Direction 1: From the rows below the court opinion, select every line that contains the word "people" and copy each one. Case counts, so match only that exact capitalization.

[start Reading passage]

Parker v. Town of Milton

Annotate this Case
Parker v. Town of Milton  (97-422); 169 Vt. 74; 726 A.2d 477

[Opinion Filed 18-Dec-1998]
[Motion for Reargument Denied 16-Feb-1999]

       NOTICE:  This opinion is subject to motions for reargument under
  V.R.A.P. 40 as well as formal revision before publication in the Vermont
  Reports.  Readers are requested to notify the Reporter of Decisions,
  Vermont Supreme Court, 109 State Street, Montpelier, Vermont 05609-0801 of
  any errors in order that corrections may be made before this opinion goes
  to press.


                                 No. 97-422


Wilbur Parker, et al.                             Supreme Court

                                                  On Appeal from
     v.                                           Chittenden Superior Court

Town of Milton, et al.                            June Term, 1998


       Linda Levitt, J.

       John L. Franco, Jr., Burlington, for Plaintiffs-Appellants.

       William H. Sorrell, Attorney General, Ron Shems, Assistant Attorney
  General, and David Groff, Law Clerk (On the Brief), Montpelier, for
  Defendants-Appellees.


PRESENT:  Amestoy, C.J., Morse, Johnson and Skoglund, JJ., and Katz,
          Supr. J., Specially Assigned


       JOHNSON, J.   Plaintiffs, six individual Vermont residents and two
  labor unions, appeal a superior court order dismissing their complaint. 
  Plaintiffs opposed the construction of a bridge in the Town of Milton and
  alleged violations of the public trust doctrine, their constitutional
  rights to due process and equal protection of the laws, and the Vermont
  Administrative Procedures Act. The superior court dismissed thier complaint
  for lack of standing with respect to their declaratory judgment action, and
  failure to state a claim with respect to their constitutional and statutory
  causes of action.  We affirm.

       The Town of Milton (Town) applied for a required encroachment
  permit (FN1) to build a bridge across Arrowhead Mountain Lake that would
  connect Route 7 with a town highway and

 

  an industrial site owned by Husky Injection Moldings.  The Department of
  Environmental Conservation (DEC) held a public information meeting
  concerning the Town's permit application after a petition was  presented
  pursuant to 29 V.S.A. §405(a).  The DEC subsequently issued an encroachment
  permit to the Town of Milton on June 6, 1997, which allowed construction of
  the proposed bridge.(FN2)

[end Reading passage]

Direction 2: In the court opinion, on what date did the Department of Environmental Conservation issue the encroachment permit to the Town of Milton?

[start Records supplied]

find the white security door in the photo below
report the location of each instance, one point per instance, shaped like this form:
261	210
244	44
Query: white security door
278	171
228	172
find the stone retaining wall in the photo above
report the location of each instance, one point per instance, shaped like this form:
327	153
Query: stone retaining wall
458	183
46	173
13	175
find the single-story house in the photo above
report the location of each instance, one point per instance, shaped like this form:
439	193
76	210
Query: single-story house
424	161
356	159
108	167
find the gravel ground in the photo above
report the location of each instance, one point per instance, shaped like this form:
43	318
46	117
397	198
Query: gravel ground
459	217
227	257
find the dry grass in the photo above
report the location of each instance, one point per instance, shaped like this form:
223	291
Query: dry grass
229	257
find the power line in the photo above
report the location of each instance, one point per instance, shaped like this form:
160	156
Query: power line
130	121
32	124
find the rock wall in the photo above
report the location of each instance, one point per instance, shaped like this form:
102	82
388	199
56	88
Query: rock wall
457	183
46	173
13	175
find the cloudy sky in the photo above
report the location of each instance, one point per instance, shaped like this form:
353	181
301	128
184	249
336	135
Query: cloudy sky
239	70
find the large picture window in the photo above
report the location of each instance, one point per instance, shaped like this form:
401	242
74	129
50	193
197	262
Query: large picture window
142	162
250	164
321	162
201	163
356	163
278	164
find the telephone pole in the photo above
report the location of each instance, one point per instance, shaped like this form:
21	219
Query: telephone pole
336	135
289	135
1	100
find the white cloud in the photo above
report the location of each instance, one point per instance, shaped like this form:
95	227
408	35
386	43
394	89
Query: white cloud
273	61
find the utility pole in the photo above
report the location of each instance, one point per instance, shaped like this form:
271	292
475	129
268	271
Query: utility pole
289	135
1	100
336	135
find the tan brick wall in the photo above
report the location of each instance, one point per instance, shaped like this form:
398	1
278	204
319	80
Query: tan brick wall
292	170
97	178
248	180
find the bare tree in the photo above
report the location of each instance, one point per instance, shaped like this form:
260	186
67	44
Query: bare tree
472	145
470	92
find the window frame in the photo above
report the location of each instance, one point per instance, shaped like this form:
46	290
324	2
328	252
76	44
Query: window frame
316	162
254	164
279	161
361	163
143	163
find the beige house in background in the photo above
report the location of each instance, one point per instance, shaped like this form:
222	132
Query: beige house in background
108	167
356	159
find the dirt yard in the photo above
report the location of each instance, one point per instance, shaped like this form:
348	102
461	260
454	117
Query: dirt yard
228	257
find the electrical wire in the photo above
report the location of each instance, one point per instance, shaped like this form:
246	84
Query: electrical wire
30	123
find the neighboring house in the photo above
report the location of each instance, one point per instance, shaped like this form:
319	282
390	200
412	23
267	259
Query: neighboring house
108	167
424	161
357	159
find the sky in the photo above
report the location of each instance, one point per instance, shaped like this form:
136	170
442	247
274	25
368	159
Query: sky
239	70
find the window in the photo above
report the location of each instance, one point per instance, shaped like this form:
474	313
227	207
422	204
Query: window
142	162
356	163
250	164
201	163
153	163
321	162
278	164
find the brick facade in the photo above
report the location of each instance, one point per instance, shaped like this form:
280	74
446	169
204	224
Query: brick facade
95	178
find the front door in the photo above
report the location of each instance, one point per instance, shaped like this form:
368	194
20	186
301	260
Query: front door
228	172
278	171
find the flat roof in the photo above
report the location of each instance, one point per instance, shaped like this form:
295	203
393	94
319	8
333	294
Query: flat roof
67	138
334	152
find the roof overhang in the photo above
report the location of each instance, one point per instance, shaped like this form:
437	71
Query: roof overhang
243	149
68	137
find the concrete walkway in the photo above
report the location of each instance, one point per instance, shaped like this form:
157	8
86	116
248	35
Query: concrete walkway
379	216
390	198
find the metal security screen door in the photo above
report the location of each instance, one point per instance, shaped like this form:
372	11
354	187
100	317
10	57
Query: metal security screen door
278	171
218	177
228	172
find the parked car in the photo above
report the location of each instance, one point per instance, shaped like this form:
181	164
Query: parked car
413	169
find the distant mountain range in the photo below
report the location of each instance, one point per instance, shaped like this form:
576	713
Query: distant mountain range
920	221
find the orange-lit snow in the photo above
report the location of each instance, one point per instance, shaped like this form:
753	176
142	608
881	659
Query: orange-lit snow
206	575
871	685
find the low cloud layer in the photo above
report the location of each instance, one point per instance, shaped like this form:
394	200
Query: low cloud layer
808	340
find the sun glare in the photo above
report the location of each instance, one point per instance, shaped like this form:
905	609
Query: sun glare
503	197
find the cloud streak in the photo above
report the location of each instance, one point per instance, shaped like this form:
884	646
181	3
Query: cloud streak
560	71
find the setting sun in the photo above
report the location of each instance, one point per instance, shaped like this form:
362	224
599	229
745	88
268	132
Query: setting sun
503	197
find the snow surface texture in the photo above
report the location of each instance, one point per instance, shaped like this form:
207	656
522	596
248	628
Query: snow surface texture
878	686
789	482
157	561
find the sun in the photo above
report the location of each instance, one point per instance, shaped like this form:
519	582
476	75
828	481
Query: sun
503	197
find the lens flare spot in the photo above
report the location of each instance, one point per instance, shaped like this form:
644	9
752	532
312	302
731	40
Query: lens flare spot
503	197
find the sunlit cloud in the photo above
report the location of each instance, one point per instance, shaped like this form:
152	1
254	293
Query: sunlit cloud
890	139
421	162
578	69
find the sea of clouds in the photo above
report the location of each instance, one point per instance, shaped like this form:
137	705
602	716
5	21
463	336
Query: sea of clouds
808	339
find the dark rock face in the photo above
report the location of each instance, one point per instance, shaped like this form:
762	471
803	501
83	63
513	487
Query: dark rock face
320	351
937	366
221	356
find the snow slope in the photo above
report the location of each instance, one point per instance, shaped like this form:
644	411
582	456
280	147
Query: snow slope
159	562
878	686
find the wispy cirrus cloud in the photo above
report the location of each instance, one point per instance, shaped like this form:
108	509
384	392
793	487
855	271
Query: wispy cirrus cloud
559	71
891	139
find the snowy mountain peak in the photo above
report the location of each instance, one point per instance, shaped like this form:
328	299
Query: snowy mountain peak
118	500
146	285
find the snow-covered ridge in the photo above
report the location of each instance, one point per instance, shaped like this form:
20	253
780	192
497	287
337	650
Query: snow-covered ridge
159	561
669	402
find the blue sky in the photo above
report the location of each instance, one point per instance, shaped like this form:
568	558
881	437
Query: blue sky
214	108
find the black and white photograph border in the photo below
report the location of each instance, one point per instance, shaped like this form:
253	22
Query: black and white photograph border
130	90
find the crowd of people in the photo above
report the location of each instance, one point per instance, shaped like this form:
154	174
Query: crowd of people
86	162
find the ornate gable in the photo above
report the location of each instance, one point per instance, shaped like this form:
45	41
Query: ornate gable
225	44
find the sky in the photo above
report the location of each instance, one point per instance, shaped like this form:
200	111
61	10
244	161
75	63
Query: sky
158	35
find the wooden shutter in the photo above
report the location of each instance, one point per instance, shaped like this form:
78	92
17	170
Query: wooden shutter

[end Records supplied]

Finished answer 1:
find the crowd of people in the photo above
Query: crowd of people

Finished answer 2: June 6, 1997.